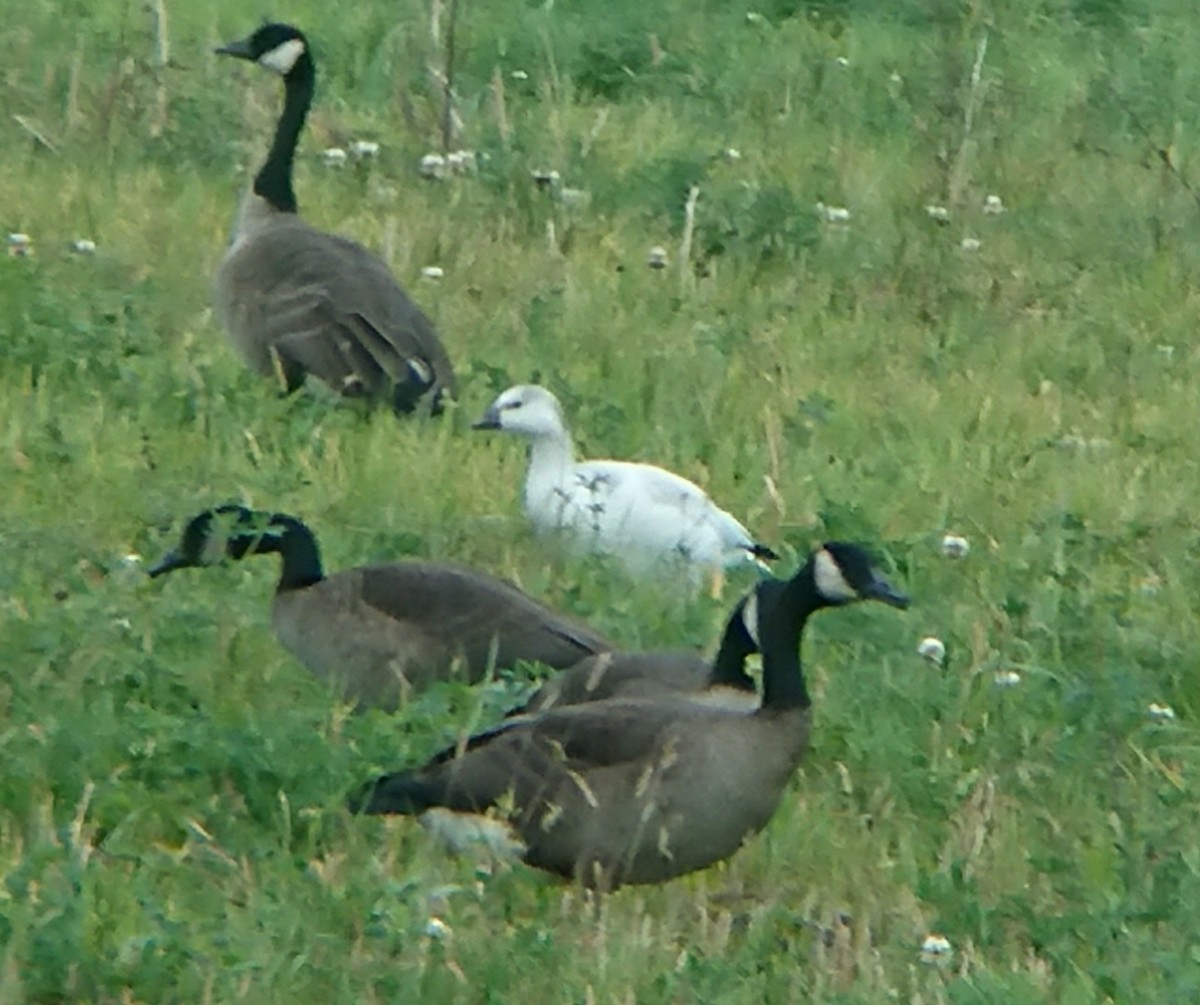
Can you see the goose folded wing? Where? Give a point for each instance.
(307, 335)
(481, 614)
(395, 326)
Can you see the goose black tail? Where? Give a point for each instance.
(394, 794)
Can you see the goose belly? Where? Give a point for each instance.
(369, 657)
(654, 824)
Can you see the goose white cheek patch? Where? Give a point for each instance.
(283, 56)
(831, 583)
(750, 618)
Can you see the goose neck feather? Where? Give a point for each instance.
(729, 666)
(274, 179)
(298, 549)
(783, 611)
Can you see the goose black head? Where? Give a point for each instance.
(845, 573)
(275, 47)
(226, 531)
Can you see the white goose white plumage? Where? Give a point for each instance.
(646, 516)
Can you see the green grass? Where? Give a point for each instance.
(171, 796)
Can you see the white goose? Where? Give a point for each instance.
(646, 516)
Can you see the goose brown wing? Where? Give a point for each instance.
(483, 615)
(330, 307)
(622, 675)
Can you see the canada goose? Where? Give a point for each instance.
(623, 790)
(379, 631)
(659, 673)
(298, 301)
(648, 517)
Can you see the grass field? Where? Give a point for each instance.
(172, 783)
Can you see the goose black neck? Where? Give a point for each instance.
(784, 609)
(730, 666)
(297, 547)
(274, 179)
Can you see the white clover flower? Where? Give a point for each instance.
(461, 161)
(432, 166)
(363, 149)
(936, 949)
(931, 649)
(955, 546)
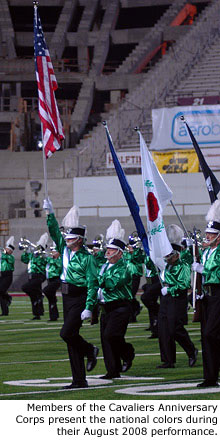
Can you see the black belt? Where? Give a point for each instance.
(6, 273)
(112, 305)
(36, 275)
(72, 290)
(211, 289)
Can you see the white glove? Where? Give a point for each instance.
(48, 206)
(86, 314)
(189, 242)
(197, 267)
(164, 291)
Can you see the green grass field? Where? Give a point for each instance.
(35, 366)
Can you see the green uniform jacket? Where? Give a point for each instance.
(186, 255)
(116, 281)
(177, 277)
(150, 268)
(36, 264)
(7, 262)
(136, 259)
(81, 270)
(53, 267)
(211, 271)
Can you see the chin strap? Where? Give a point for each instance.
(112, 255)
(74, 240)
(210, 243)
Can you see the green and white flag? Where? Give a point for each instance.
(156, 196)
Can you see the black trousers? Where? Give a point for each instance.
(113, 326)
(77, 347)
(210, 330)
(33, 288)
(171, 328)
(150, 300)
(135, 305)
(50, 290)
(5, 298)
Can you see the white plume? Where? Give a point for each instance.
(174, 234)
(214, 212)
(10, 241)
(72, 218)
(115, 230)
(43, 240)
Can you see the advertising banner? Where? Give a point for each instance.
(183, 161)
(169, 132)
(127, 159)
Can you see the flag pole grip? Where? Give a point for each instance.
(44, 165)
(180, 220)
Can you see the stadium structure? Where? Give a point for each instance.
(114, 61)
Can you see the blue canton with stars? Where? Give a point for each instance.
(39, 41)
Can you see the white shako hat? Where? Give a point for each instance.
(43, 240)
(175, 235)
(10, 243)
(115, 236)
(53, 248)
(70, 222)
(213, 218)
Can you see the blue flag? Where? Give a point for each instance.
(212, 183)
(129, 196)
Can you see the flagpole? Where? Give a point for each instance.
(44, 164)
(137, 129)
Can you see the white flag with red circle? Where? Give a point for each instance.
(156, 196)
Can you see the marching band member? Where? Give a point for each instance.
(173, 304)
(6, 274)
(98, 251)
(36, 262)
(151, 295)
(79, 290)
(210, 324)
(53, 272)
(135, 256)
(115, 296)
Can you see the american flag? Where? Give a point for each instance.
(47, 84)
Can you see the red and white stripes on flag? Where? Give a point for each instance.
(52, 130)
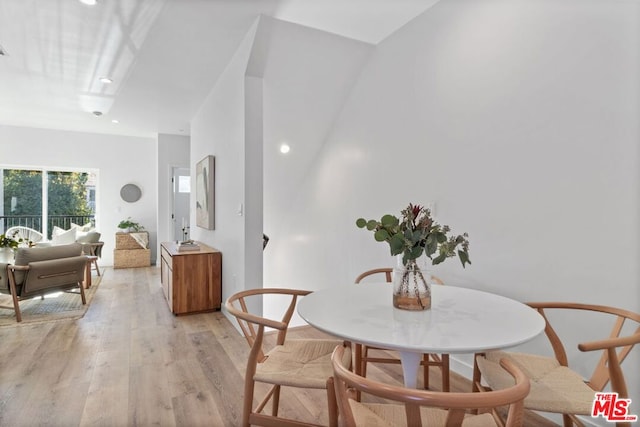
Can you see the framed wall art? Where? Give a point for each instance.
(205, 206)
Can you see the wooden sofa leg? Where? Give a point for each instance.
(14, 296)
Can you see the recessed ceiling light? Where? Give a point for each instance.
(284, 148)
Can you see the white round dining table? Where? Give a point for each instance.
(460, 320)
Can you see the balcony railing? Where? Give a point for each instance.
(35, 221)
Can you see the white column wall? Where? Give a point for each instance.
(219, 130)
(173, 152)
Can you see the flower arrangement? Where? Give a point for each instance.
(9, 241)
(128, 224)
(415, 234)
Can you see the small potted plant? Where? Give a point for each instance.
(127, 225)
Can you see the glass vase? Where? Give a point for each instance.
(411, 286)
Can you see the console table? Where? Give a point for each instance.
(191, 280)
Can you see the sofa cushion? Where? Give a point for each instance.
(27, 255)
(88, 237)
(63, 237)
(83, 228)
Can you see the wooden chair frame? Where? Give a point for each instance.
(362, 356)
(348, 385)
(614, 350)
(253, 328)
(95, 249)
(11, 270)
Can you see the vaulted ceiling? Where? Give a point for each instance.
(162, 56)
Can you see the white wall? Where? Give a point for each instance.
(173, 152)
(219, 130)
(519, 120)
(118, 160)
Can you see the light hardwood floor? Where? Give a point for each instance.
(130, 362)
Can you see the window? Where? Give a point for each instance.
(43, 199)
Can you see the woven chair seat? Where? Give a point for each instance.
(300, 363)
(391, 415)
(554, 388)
______________________________
Will you set down the records word for word while leaving out every picture?

Can you see the goose folded wing? Where? Give a point for each instance.
(307, 335)
(481, 614)
(395, 326)
Can you see the goose black tail? Where? Give a point for each instance.
(394, 794)
Can you see the goose belly? Where? Give a point for each instance.
(369, 657)
(654, 824)
Can you see the goose white cheek patch? Where? Give a point for each instance.
(283, 56)
(831, 583)
(750, 618)
Can you see the goose neck feather? Where? Give a point for each instance.
(729, 666)
(274, 179)
(298, 549)
(783, 611)
Can you see the goose black head? Where? Give a point for each instance.
(845, 573)
(275, 47)
(226, 531)
Can you see the white goose white plumage? Where? Give a point for each instance.
(646, 516)
Can you see the green grass? Where? Give a point for each instance.
(171, 796)
Can you see the white goose? Where? Give a point for each instance.
(646, 516)
Can you see the goose brown wing? Where? Give a point for each instance.
(483, 615)
(330, 307)
(622, 675)
Can you see the canada goose? Where? Give a point for each instance.
(623, 790)
(379, 631)
(659, 673)
(298, 301)
(648, 517)
Can you see the grass field? Where? Give a point for each instance.
(172, 783)
Can you see the goose black neck? Where? Give a point for each instance.
(784, 609)
(730, 666)
(297, 547)
(274, 179)
Can you see the white clover flower? Where? Give a point for each instance.
(461, 161)
(432, 166)
(363, 149)
(936, 949)
(931, 649)
(955, 546)
Can you see the black belt? Where? Give a point for each instance.
(6, 273)
(112, 305)
(36, 275)
(72, 290)
(211, 289)
Can you see the white glove? Where? Give a point for each instance.
(48, 206)
(86, 314)
(189, 242)
(197, 267)
(164, 291)
Can you see the green grass field? Where? Give a point for each instance.
(35, 366)
Can you see the green uniform jacket? Where? Give a point for each instance.
(186, 255)
(116, 281)
(177, 277)
(150, 268)
(36, 264)
(7, 262)
(136, 259)
(81, 270)
(53, 267)
(211, 271)
Can you see the chin strap? Where? Give a point for each instance.
(112, 255)
(74, 240)
(210, 243)
Can you see the green and white flag? Where? Give a point for each instance.
(156, 196)
Can you see the black trousers? Where? Give a point for each instance.
(113, 326)
(77, 347)
(210, 330)
(33, 288)
(171, 328)
(150, 300)
(135, 305)
(50, 290)
(5, 298)
Can you see the white plume? Where? Give a point for each instance.
(174, 234)
(214, 212)
(10, 241)
(72, 218)
(115, 230)
(43, 240)
Can you see the advertising banner? Where? Give a point for each instance.
(183, 161)
(169, 132)
(127, 159)
Can you see the flag pole grip? Where? Give a point for each instance.
(44, 165)
(180, 220)
Can you see the stadium structure? Where? Give a point for each instance.
(114, 61)
Can you see the blue canton with stars? Where? Give a point for each instance.
(39, 41)
Can you see the white shako hat? Where? Give a point for each instance.
(43, 240)
(175, 235)
(10, 243)
(115, 236)
(53, 248)
(70, 222)
(213, 218)
Can you see the blue flag? Where? Give a point for each instance.
(212, 183)
(129, 196)
Can you see the flagpole? Where? Give a point for each instance.
(44, 164)
(137, 129)
Can you see the white flag with red circle? Where? Give a point for each instance.
(156, 196)
Can you see the marching band member? Where? Give a point for each instance.
(173, 304)
(6, 274)
(98, 251)
(36, 262)
(151, 295)
(79, 290)
(210, 324)
(53, 272)
(135, 256)
(115, 296)
Can you see the american flag? Where? Give a point for each instance.
(47, 84)
Can you see the red and white stripes on flag? Where? Give a point for each instance.
(52, 130)
Can you see the framed wall art? Where? Give a point for each instance.
(205, 206)
Can you see the wooden sofa leg? Where? Give a point for each instance.
(14, 296)
Can you see the recessed ceiling light? Where? Give a point for each instance.
(284, 148)
Can you see the white round dining table? Where? Give a point for each instance.
(460, 320)
Can you see the balcony railing? Where? Give a point for each instance.
(35, 221)
Can you see the white column wall? Where? Give a point for each instance.
(219, 130)
(173, 152)
Can you see the flower arrangement? Where? Give a point for each instance.
(9, 241)
(128, 224)
(415, 234)
Can you see the small potted plant? Where? Give a point for each instance.
(127, 225)
Can you see the glass vase? Where? Give a point for each instance.
(411, 286)
Can you see the console table? Where? Give a point for each instance.
(191, 280)
Can you see the sofa cushion? Where? Give a point for each instance.
(27, 255)
(88, 237)
(63, 237)
(83, 228)
Can you see the wooden chair frame? Where? Give a point for each instance.
(362, 356)
(348, 385)
(614, 350)
(253, 328)
(95, 249)
(11, 270)
Can you see the vaulted ceiling? Where? Give a point for each instance.
(162, 56)
Can you see the white wall? Where? Give a point for each instance.
(173, 152)
(219, 130)
(519, 120)
(118, 160)
Can you see the light hardwood floor? Where? Give a point for each instance.
(130, 362)
Can you see the window? Where? Give a point for each instance.
(43, 199)
Can you see the woven chair seat? Where? Give a point for each instance.
(300, 363)
(391, 415)
(554, 388)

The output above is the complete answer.